● Task description
Convert every one of the records below into a numbered list, one line per item, dropping blank lines and leaving out the pictures.
== Material shown
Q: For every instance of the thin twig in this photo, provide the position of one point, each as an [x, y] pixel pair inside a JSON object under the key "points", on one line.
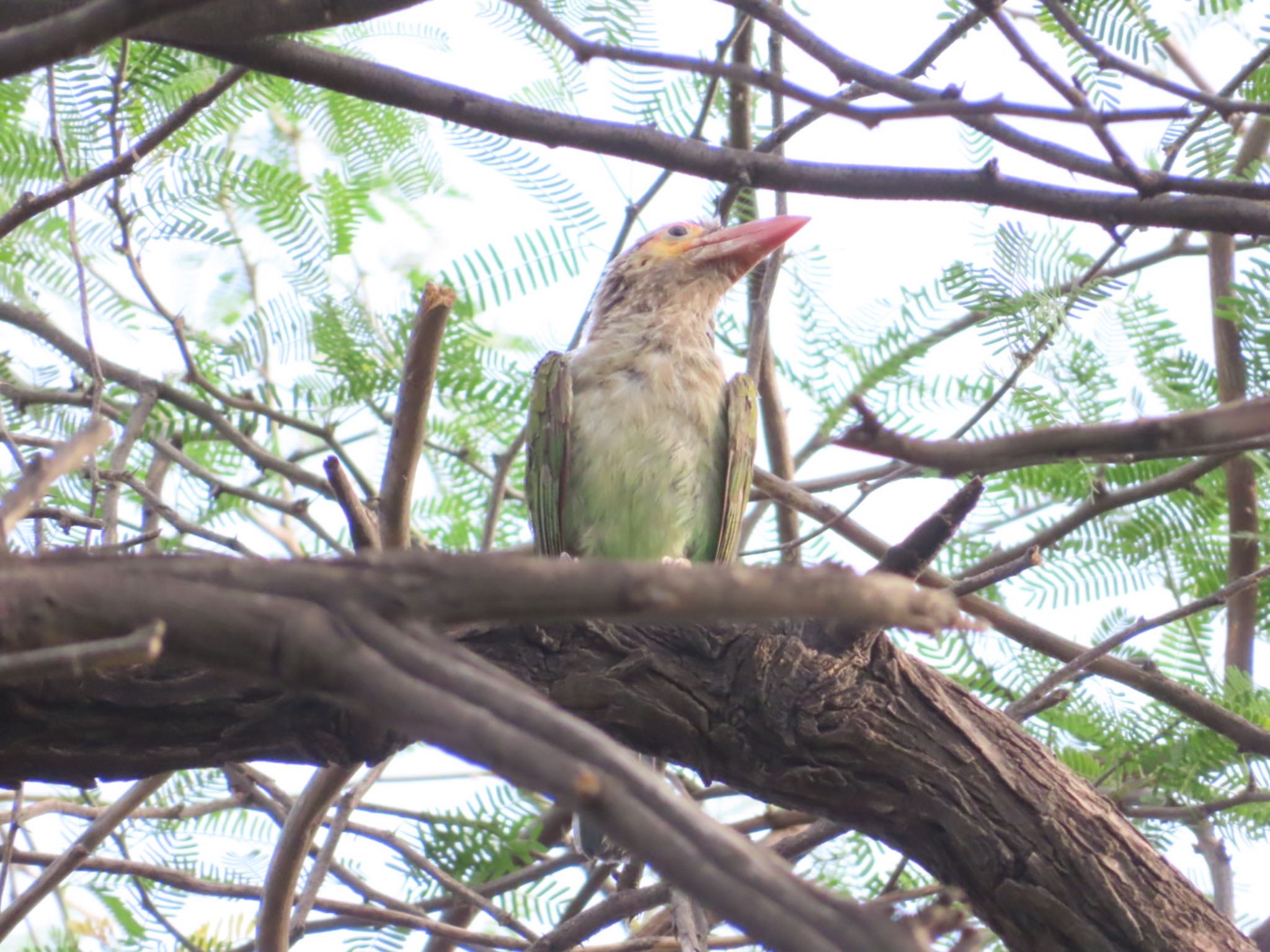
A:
{"points": [[411, 420], [43, 471], [79, 851], [120, 460], [327, 855], [362, 527], [1078, 664], [498, 490], [141, 646], [178, 522]]}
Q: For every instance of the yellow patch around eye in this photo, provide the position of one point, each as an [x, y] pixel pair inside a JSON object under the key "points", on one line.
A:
{"points": [[665, 245]]}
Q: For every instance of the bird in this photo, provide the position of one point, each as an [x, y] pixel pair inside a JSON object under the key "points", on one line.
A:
{"points": [[638, 444]]}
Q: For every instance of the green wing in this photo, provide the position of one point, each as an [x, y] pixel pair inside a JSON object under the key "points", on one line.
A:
{"points": [[548, 452], [742, 434]]}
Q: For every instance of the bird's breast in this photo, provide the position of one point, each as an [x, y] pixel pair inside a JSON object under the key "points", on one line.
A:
{"points": [[648, 450]]}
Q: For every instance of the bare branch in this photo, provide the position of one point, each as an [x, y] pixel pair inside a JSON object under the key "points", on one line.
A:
{"points": [[76, 32], [120, 460], [175, 519], [43, 471], [362, 527], [1220, 208], [141, 646], [272, 928], [1223, 596], [1221, 430], [79, 851], [1034, 637], [411, 420], [1241, 480], [30, 206]]}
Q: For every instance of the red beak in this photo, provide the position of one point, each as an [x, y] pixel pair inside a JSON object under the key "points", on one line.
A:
{"points": [[742, 247]]}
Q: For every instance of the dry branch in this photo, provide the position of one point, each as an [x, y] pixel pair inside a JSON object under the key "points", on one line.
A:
{"points": [[411, 421], [1192, 703], [141, 646], [1221, 430], [78, 852], [78, 31], [46, 470], [1238, 207]]}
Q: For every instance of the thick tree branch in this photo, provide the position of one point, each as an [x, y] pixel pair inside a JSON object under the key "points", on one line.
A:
{"points": [[30, 206], [426, 684], [45, 471], [391, 87], [78, 31]]}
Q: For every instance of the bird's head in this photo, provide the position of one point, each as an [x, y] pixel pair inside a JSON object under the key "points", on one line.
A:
{"points": [[686, 268]]}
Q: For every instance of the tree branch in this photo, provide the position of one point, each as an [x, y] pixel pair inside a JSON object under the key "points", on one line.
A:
{"points": [[78, 31], [397, 88], [1221, 430]]}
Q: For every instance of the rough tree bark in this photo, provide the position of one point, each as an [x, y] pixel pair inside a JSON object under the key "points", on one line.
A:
{"points": [[807, 715]]}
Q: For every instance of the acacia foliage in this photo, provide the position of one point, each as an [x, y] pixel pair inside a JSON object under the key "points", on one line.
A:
{"points": [[247, 227]]}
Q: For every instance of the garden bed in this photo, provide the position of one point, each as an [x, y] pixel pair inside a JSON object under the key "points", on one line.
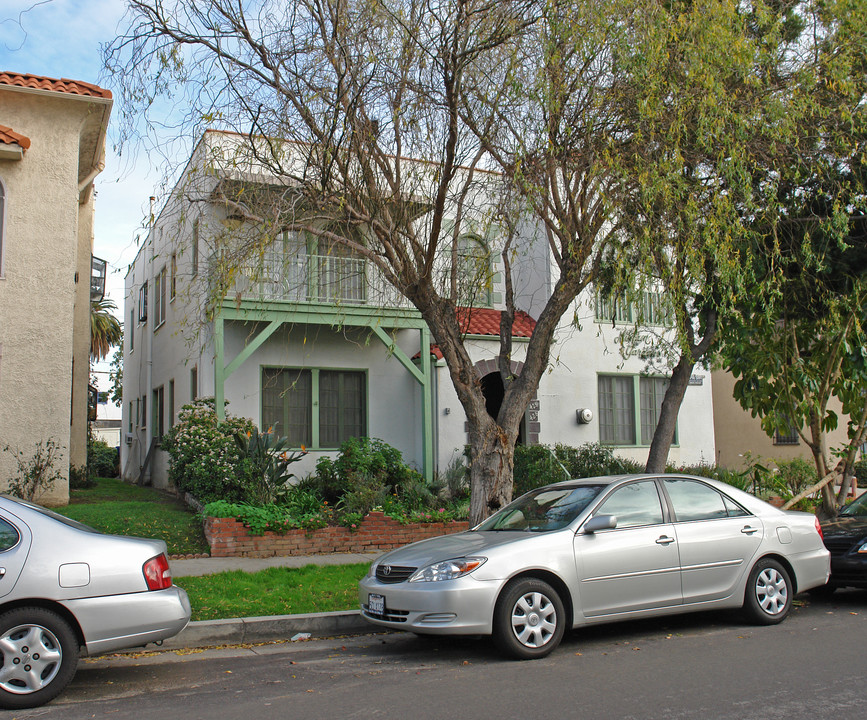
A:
====
● Finished answer
1. Q: For every instance of the thin twig in this photo, provide the position of one point, each as an [x, y] pixel pair inside a JSON object under the key "points", on one line.
2. A:
3. {"points": [[411, 420], [43, 471], [79, 851], [120, 460], [327, 855], [362, 527], [1078, 664], [498, 490], [141, 646], [178, 522]]}
4. Q: For every instance of the yellow patch around eye in this photo, provide the position of one point, each as an [x, y] pixel pair inside a JSON object under the key "points", on one line.
5. A:
6. {"points": [[665, 245]]}
7. Q: For every instance of the bird in this photo, provide the position of one point, each as an [x, y] pixel pair inside a JSON object under the key "points", on one line.
8. A:
9. {"points": [[638, 444]]}
10. Q: For every instance of the green wing in this photo, provide the position of one point, each as an [x, y] pixel pair inside a JSON object under the key "points", on one line.
11. A:
12. {"points": [[548, 452], [742, 434]]}
13. Q: For every instance of the bird's breast in this photo, provide the position of one point, each as an [x, y] pixel pair inside a JSON object under the key "points", on one line.
14. A:
15. {"points": [[648, 450]]}
16. Q: For every instance of the bare branch in this photo, provide the position of one point, each as an [x, y] pixel pair inside a JSON object under the key "points", on one line.
17. A:
18. {"points": [[76, 32], [120, 460], [175, 519], [43, 471], [362, 527], [1220, 208], [141, 646], [272, 928], [1223, 596], [1221, 430], [79, 851], [1034, 637], [411, 420], [1241, 480], [30, 206]]}
19. Q: For every instance of the red beak in this photo, provide the position of one point, each as an [x, y] pixel pair inside a JSON object under the key "points", on one line.
20. A:
21. {"points": [[742, 247]]}
22. Q: For every instance of the dry branch in this photo, provide the position of one point, each as an [x, y] pixel pair inside a JSON object under the key "points", on one line.
23. A:
24. {"points": [[411, 421], [1192, 703], [141, 646], [1221, 430], [78, 852], [78, 31], [46, 470], [1238, 207]]}
25. Q: For every instance of the thick tree branch in this photo, provide the position of one point, each as an [x, y] pixel pair inside a JSON object under the key "points", on one line.
26. A:
27. {"points": [[30, 206], [426, 684], [45, 471], [391, 87], [78, 31]]}
28. Q: For every instance of the bird's head in this photo, provide the position of one point, each as an [x, y] pixel pair inside a JSON object under the key "points", on one line.
29. A:
30. {"points": [[686, 268]]}
31. Q: For every instance of the tree branch in this photo, provide the position of one point, each as an [x, y] pixel pair inside a JSON object under the key "points", on one line.
32. A:
33. {"points": [[78, 31], [397, 88], [1221, 430]]}
34. Q: For every instance of the rough tree bark in this photo, provide the position of one point, each as an [x, y] pixel pair inside a JSON object under the key "points", on one line.
35. A:
36. {"points": [[807, 715]]}
37. Q: For every instance of the acacia foliage in this photo, provide the position of one point, each as an [x, y] pixel pair inside a JSON object under the key "points", on one line.
38. A:
39. {"points": [[247, 227]]}
40. Q: For every instance of the garden bed in this photo, provide the position of one point, each as an [x, y] pixel pair inside a JSON object under the key "points", on one line.
41. A:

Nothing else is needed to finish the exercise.